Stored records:
(begin)

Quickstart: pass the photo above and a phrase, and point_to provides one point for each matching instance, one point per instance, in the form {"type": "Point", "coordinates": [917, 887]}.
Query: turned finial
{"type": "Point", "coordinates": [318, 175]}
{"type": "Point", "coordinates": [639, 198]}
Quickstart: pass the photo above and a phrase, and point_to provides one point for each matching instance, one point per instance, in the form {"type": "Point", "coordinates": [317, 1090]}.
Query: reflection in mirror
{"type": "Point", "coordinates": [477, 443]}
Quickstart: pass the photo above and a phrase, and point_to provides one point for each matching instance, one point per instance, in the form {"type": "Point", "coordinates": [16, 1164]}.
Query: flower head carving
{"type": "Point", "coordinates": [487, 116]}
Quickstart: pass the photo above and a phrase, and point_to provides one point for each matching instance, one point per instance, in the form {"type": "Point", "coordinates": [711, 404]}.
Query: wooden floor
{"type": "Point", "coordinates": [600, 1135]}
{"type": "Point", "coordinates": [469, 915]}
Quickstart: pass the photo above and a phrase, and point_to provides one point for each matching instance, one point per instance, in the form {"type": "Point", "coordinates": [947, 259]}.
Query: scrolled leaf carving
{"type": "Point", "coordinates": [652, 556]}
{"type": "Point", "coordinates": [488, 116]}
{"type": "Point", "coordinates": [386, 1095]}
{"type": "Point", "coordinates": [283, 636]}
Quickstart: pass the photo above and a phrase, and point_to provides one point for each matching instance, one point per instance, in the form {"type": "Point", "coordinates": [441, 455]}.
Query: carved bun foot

(end)

Output every line of the entries above as a numbered list, leaving out blank lines.

▸ TASK ANSWER:
1. Quickstart: pass the photo above and a phrase, and point_to provides one point for each matching instance, one point per instance, in the form {"type": "Point", "coordinates": [917, 887]}.
2. Query: turned finial
3. {"type": "Point", "coordinates": [318, 175]}
4. {"type": "Point", "coordinates": [639, 198]}
5. Quickstart: pass the photo above and a phrase, and point_to provides one point for each matching instance, one point per instance, in the form {"type": "Point", "coordinates": [317, 1090]}.
6. Query: reflection in mirror
7. {"type": "Point", "coordinates": [477, 443]}
8. Quickstart: pass the photo above and a phrase, and point_to provides one point for each matching instance, one point per instance, in the form {"type": "Point", "coordinates": [16, 1164]}.
9. Query: flower head carving
10. {"type": "Point", "coordinates": [487, 116]}
11. Quickstart: pass the photo above and a phrase, and point_to provides one point for each matching instance, one point per instance, in the form {"type": "Point", "coordinates": [711, 404]}.
12. Query: wooden floor
13. {"type": "Point", "coordinates": [600, 1135]}
14. {"type": "Point", "coordinates": [469, 915]}
15. Quickstart: pass the photo above and a phrase, and point_to provides one point for each matching instance, one point per instance, in the form {"type": "Point", "coordinates": [947, 259]}.
16. Query: scrolled leaf carving
17. {"type": "Point", "coordinates": [652, 556]}
18. {"type": "Point", "coordinates": [488, 116]}
19. {"type": "Point", "coordinates": [386, 1095]}
20. {"type": "Point", "coordinates": [283, 636]}
21. Quickstart: pass the photo above and a phrase, and point_to provides one point for each matching instance, one point per instance, in the form {"type": "Point", "coordinates": [441, 455]}.
22. Query: carved bun foot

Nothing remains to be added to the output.